Set problem:
Rewrite every one of the rows below, putting "rectangles" wherever "bounding boxes" appears and keeping everything else the same.

Dataset rows:
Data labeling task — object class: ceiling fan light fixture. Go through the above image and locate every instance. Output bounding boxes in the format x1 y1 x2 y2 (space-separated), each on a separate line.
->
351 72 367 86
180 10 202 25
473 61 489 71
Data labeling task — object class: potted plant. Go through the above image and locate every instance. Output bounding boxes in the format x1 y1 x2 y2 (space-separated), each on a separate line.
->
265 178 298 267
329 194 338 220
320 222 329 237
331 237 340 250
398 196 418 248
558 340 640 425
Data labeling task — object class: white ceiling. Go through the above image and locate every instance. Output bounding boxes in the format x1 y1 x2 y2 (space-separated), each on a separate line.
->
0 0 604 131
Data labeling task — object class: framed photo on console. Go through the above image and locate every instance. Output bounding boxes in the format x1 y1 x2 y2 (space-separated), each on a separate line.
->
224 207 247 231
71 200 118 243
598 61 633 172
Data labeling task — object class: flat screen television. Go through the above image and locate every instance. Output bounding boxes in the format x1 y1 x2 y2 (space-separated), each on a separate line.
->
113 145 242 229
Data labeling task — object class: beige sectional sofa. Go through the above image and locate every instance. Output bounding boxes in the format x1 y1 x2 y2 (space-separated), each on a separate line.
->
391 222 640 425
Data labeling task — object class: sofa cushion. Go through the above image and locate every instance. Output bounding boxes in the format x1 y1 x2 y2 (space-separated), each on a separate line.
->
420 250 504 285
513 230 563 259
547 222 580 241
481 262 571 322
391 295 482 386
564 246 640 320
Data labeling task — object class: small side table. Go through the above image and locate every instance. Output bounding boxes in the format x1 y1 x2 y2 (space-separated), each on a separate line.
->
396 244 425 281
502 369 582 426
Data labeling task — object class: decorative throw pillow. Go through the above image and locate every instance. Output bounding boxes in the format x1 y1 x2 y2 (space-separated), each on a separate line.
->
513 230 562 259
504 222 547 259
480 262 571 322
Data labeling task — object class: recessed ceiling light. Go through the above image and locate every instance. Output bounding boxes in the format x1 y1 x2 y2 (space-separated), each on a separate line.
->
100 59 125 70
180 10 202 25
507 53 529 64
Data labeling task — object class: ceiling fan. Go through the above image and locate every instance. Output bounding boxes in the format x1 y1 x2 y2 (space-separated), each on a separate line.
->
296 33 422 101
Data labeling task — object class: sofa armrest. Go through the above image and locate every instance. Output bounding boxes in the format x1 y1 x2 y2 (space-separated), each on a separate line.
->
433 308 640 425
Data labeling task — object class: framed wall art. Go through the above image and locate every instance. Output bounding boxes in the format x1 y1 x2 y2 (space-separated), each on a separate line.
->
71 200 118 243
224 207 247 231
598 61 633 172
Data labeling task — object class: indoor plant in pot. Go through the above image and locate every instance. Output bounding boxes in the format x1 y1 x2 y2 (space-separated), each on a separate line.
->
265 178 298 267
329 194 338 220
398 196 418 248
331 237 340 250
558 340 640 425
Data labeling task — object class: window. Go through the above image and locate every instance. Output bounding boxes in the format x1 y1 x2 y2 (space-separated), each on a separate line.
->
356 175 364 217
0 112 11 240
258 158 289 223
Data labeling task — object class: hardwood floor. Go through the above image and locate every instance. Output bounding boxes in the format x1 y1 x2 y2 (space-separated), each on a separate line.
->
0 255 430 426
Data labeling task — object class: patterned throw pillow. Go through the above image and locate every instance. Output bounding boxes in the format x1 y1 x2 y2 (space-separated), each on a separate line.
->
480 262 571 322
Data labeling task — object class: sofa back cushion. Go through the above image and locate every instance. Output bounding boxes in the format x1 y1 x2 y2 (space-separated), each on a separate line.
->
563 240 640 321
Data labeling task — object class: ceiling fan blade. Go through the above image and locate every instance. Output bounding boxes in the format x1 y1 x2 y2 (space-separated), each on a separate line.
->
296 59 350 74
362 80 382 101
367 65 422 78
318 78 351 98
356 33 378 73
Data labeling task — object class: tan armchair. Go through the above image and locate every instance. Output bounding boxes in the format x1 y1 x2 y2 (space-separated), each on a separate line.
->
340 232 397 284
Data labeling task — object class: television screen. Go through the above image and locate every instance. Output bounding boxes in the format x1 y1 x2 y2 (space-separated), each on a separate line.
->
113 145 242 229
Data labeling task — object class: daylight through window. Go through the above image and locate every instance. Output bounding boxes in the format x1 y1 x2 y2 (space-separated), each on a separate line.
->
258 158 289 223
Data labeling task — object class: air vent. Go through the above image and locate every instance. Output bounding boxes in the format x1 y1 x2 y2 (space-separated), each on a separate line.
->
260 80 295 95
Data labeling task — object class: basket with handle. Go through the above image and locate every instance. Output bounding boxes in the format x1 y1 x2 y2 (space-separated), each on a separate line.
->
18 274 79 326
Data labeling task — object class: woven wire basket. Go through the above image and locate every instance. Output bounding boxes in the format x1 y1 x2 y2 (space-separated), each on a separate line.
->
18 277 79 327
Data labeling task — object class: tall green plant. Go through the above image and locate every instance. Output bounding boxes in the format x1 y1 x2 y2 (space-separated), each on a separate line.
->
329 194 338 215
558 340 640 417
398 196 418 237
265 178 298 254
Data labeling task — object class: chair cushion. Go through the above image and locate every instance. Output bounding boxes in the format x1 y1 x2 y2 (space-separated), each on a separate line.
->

Written answer:
Data labeling task — object class: ceiling fan light fixture. Go through the above image and locate every instance. Output rectangles in the format x1 y1 x2 y2 (space-separated), each on a separate line.
->
351 72 367 86
180 10 202 25
473 61 489 71
Data labeling task — object class: potted plant. Go through the above image and locate every instance. Output rectangles in the format x1 y1 x2 y2 (space-separated), each on a separate line.
->
265 178 298 267
329 194 338 220
320 222 329 237
331 237 340 250
398 196 418 248
558 340 640 425
Data labeling task — object class: white ceiling. Go through the above image and locate every instance. Output rectangles in the format x1 y1 x2 y2 (space-separated), each on a separate line.
->
0 0 604 131
Data labeling task — object class: framed photo on console. Go through the above image and locate every instance. Output rectangles in the format x1 y1 x2 y2 (space-separated), each on a separate line.
->
224 207 247 231
71 200 118 243
598 61 633 172
Data labeling task — object class: flat screen television. Go through the above image and locate every instance. Output rectangles in the format x1 y1 x2 y2 (space-separated), each on a separate line.
->
113 145 242 229
Data labeling task — object class: beige sectional sofa. Go through the above image and locate every instance. Output rectangles in the format x1 y1 x2 y2 (space-separated), each on a separate line.
->
391 222 640 425
Data labeling task — object class: sofa cushion. Go through the above image and locate every instance. Output rectangles in the format x1 y1 x2 y2 (space-separated), each on a separate line.
->
420 250 504 285
513 230 563 259
547 222 580 241
481 262 571 322
391 295 482 386
564 246 640 320
Data labeling task — object class: small side table. Go through the above image and locate every instance. Output rectangles in the format x1 y1 x2 y2 (space-separated), each on a separate line.
->
396 244 425 281
502 369 582 426
Data labeling task — object class: decorative throw pillow. Go through the above image and locate every instance. Output rectangles in the format x1 y1 x2 y2 (space-separated), each on a separate line.
->
513 230 562 259
504 222 547 259
480 262 571 322
Data labeling task — object class: recessed ceiling light. Go through the above image and locate every instance. Output rectangles in the format x1 y1 x2 y2 (space-separated), each on a separate line.
->
100 59 125 70
180 10 202 25
507 53 529 64
Data labeling task — object class: ceiling fan. Go through the above image and locate every instance. Output rectangles in the format x1 y1 x2 y2 (space-separated), each on a separate line.
->
296 33 422 101
Data labeling task — object class: sofa armrest. Go through the above image and locate every instance. Output rectangles in the format x1 y1 x2 y2 (space-separated), each on a separate line.
->
433 308 640 425
Data labeling task — object class: framed wall art. Go through the above image and locate every instance. Output rectangles in the format x1 y1 x2 y2 (space-separated), each on a separate line.
->
71 200 118 243
224 207 247 231
598 61 633 172
Data labeling task — object class: indoor plant in pot. Go through the above image and locate every instance. Output rectangles in the format x1 y1 x2 y2 (space-separated), each on a separate line.
->
265 178 298 267
329 194 338 220
398 196 418 248
331 237 340 250
558 340 640 425
Data labeling task — object class: window. Go through the above image and locate every instance. Output rectangles in the format x1 y1 x2 y2 (space-separated), each on a separate line.
->
356 175 364 217
0 112 11 240
258 158 289 223
Data labeling task — object class: hardwood floor. Go through the above image and locate every instance. Output rectangles in the format x1 y1 x2 y2 (space-separated), each on a separate line.
->
0 255 430 426
Data labeling task — object class: patterned throw pillow. Go through the above image and locate every instance. Output rectangles in the format x1 y1 x2 y2 (space-separated), each on a separate line.
->
480 262 571 322
Data labeling task — object class: sofa back cushion. Go through the above image and locate every instance. Output rectangles in the format x1 y1 x2 y2 (space-separated), each on a separate line.
->
563 240 640 321
Data labeling task — object class: ceiling fan blade. Go through the above image and locate every instance. Output rectangles in the format x1 y1 x2 y2 (space-separated), each on a separate line.
->
296 59 350 74
362 80 382 101
367 65 422 78
318 78 351 98
356 33 378 73
Data labeling task — object class: tan armchair. Go through the above image and locate every instance. Output rectangles in the format x1 y1 x2 y2 (space-separated), each on a separate line.
->
340 232 397 284
Data labeling task — object class: television screen. Go through the above image and locate every instance. Output rectangles in the format x1 y1 x2 y2 (space-separated), each on a separate line.
->
113 145 242 229
Data labeling task — object class: daylight through window. Go through the above image and locate every instance. Output rectangles in the format x1 y1 x2 y2 (space-separated), each on a separate line.
->
258 158 289 223
Data labeling task — object class: air vent. Go through the above image and locate every instance. Output rectangles in the format x1 y1 x2 y2 (space-separated), each on a separate line.
->
260 80 295 95
Data labeling task — object class: basket with handle. Go through the above image and locate every instance. Output rectangles in the format x1 y1 x2 y2 (space-separated), each on a separate line.
->
18 274 79 326
Data labeling task — object class: woven wire basket. Go through the above image and locate every instance. Output rectangles in the format x1 y1 x2 y2 (space-separated), each on a separate line.
->
18 277 79 327
Data labeling task — object class: tall green plant. Go through the above image and locate every instance. Output rectangles in the format x1 y1 x2 y2 (space-separated), each on a separate line.
->
329 194 338 215
558 340 640 417
398 196 418 237
265 178 298 254
Data labeling task — object class: chair cushion. Go through the above image and locate every instance. Output rectangles in the format x1 y1 x2 y2 (space-separated), each on a separate line.
->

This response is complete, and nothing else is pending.